PROVIDED ENTRIES:
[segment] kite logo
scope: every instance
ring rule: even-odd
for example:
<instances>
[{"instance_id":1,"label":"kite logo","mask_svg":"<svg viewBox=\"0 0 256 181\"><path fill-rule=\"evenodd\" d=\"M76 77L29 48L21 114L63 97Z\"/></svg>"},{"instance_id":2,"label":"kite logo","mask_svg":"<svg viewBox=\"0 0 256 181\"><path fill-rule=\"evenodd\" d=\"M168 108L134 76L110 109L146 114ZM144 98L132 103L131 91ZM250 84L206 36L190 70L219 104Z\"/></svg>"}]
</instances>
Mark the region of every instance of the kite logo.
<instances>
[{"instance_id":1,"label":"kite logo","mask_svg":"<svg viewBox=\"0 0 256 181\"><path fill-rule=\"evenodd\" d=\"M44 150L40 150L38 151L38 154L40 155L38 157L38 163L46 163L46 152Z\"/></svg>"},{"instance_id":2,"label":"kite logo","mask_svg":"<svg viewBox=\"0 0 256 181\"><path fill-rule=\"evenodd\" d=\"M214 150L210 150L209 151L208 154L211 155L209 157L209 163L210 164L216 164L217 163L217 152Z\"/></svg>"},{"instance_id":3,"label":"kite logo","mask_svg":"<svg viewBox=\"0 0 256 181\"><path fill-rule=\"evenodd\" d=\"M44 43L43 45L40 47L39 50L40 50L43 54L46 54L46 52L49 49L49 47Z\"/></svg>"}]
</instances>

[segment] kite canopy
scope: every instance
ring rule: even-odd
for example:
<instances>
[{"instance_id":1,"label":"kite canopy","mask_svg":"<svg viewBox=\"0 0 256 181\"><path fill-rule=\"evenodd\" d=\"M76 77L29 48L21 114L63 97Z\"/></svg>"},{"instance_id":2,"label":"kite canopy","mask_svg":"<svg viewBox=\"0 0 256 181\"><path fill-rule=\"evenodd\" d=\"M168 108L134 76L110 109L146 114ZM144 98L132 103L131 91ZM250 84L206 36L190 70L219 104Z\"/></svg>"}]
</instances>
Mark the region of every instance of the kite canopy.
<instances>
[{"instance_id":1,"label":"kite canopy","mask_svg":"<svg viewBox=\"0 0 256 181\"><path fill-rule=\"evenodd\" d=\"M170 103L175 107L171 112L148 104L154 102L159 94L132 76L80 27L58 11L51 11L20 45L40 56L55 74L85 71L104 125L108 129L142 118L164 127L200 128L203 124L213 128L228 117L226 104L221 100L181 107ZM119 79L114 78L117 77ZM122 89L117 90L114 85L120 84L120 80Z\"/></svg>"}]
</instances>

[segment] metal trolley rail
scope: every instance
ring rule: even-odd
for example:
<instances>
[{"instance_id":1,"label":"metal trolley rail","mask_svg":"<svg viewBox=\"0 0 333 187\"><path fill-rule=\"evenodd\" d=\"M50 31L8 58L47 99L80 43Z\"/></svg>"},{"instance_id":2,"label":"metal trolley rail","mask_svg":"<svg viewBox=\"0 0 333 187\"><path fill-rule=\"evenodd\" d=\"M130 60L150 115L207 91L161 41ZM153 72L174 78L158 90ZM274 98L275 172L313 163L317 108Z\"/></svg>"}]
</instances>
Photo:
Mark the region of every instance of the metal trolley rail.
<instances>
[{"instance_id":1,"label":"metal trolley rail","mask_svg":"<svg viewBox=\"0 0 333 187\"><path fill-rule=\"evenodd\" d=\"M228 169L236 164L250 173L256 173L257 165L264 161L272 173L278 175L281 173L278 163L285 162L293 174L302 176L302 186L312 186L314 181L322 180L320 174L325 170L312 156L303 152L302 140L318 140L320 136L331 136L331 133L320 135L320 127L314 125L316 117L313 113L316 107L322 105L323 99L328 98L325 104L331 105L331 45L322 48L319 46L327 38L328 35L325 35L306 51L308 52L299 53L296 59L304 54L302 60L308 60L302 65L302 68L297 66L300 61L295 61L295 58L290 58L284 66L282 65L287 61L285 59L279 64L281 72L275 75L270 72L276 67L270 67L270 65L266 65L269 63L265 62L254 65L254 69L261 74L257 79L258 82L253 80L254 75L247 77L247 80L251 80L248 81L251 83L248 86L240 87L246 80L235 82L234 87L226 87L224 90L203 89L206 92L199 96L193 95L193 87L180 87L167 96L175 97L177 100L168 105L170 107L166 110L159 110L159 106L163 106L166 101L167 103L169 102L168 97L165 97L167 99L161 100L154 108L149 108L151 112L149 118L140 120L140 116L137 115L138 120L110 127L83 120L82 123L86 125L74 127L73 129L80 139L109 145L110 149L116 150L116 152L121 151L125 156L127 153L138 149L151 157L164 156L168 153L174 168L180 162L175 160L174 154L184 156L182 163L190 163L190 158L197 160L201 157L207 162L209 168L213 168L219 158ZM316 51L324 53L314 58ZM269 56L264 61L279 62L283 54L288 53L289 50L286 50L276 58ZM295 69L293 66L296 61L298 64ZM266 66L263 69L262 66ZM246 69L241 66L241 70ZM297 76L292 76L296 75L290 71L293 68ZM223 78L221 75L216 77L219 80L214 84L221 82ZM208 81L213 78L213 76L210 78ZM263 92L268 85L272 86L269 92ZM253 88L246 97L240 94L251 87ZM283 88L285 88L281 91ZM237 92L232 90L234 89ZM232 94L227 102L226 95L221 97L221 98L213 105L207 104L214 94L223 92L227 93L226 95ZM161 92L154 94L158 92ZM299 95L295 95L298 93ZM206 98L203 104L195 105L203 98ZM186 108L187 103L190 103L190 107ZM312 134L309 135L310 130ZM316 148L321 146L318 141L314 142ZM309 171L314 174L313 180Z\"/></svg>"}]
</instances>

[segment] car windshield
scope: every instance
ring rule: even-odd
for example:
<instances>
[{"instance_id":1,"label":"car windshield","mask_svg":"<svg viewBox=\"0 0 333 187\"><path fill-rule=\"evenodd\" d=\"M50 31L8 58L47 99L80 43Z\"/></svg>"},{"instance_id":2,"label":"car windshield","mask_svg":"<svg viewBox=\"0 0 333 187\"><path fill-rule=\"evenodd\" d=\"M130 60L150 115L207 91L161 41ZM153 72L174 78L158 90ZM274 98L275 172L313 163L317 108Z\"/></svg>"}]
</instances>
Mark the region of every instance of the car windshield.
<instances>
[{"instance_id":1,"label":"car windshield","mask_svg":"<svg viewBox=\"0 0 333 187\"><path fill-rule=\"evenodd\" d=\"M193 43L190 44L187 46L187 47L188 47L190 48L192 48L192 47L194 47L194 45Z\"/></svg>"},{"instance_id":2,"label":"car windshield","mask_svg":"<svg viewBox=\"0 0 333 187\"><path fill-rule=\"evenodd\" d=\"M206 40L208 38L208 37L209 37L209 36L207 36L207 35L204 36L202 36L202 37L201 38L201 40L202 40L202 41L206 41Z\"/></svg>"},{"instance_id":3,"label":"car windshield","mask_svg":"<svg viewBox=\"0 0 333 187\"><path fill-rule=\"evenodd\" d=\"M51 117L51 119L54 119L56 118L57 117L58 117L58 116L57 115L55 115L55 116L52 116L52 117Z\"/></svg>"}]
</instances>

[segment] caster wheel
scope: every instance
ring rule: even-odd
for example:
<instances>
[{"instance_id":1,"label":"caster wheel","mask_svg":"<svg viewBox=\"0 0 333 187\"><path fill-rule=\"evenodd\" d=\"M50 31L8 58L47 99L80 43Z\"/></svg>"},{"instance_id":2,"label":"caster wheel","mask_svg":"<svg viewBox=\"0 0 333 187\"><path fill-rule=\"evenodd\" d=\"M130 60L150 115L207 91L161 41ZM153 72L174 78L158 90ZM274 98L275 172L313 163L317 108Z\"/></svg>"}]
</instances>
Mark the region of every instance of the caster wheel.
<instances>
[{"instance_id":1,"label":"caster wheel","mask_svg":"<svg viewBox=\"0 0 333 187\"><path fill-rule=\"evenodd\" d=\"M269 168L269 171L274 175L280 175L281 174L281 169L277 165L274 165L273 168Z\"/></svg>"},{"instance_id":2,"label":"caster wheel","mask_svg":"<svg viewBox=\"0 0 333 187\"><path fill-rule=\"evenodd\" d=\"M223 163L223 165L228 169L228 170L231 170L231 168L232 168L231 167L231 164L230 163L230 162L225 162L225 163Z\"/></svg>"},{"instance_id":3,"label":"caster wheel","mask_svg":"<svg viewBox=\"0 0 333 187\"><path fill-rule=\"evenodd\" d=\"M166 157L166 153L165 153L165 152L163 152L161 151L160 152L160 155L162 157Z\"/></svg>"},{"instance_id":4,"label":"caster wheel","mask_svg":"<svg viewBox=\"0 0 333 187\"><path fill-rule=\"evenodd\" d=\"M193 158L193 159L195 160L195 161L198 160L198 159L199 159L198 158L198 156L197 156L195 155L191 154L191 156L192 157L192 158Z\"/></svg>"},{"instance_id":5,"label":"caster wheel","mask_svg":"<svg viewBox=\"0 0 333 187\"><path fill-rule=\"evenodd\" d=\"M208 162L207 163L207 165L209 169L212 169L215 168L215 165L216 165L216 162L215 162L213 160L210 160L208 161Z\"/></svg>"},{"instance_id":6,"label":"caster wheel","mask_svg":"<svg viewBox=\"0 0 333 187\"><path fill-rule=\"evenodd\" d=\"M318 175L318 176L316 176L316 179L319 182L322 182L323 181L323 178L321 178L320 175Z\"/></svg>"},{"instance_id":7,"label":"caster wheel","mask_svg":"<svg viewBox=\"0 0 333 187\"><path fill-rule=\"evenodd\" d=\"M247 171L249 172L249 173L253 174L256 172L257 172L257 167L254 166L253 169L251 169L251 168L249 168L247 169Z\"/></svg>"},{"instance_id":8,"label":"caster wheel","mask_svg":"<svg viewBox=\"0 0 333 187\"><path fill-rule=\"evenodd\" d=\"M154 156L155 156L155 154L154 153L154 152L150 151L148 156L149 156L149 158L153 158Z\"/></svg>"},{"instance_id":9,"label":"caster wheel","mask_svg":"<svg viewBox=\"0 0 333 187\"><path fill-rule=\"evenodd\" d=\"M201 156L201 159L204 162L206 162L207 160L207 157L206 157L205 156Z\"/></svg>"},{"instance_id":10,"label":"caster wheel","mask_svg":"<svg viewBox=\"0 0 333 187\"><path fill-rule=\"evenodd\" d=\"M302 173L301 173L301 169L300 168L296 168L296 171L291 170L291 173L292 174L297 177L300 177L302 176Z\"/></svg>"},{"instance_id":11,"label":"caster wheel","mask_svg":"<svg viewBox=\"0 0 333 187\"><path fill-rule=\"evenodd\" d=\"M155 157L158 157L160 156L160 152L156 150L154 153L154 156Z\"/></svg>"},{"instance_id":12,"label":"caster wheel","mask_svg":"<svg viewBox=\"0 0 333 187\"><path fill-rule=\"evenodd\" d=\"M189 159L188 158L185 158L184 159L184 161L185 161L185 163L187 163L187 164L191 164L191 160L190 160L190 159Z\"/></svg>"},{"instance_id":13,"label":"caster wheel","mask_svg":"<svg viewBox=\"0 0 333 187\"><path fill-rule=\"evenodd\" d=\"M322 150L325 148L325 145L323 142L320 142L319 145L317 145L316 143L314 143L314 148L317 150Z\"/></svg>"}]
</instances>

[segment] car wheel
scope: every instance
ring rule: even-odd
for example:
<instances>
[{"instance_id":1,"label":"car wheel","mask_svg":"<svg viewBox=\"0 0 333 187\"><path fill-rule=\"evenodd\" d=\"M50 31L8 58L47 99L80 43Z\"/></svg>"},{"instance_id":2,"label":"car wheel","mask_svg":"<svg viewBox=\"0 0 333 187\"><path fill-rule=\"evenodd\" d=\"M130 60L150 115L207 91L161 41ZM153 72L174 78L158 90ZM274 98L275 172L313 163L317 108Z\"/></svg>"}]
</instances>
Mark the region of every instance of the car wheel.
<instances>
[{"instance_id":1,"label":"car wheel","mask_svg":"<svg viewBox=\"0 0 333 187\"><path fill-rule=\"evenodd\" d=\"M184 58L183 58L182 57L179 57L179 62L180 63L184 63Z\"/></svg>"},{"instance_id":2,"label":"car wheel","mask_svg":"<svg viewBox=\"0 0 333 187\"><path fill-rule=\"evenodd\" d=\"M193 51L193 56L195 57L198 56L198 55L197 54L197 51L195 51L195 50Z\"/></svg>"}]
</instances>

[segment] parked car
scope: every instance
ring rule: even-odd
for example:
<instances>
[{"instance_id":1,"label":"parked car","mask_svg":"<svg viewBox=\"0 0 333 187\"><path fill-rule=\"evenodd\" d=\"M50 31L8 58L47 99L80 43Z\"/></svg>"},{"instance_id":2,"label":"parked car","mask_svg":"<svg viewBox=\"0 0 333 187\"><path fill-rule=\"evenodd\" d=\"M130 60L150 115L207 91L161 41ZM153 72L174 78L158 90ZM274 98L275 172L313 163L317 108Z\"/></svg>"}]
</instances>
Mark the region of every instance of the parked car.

EXERCISE: Convert the lines of the listing from the line holding "[segment] parked car" through the end of the listing, inclusive, into a Markdown table with the columns Row and Line. Leave out any blank lines.

WRITTEN RESPONSE:
| Row | Line |
|---|---|
| 1 | [segment] parked car |
| 2 | scope: every instance |
| 3 | ring rule: even-odd |
| 4 | for example: |
| 5 | <instances> |
| 6 | [{"instance_id":1,"label":"parked car","mask_svg":"<svg viewBox=\"0 0 333 187\"><path fill-rule=\"evenodd\" d=\"M50 31L8 58L47 99L80 43Z\"/></svg>"},{"instance_id":2,"label":"parked car","mask_svg":"<svg viewBox=\"0 0 333 187\"><path fill-rule=\"evenodd\" d=\"M130 60L150 115L207 91L161 41ZM153 72L174 78L158 90ZM274 98L275 172L313 163L317 108Z\"/></svg>"}] |
| 7 | </instances> |
| 8 | Mark the region of every instance of the parked car. |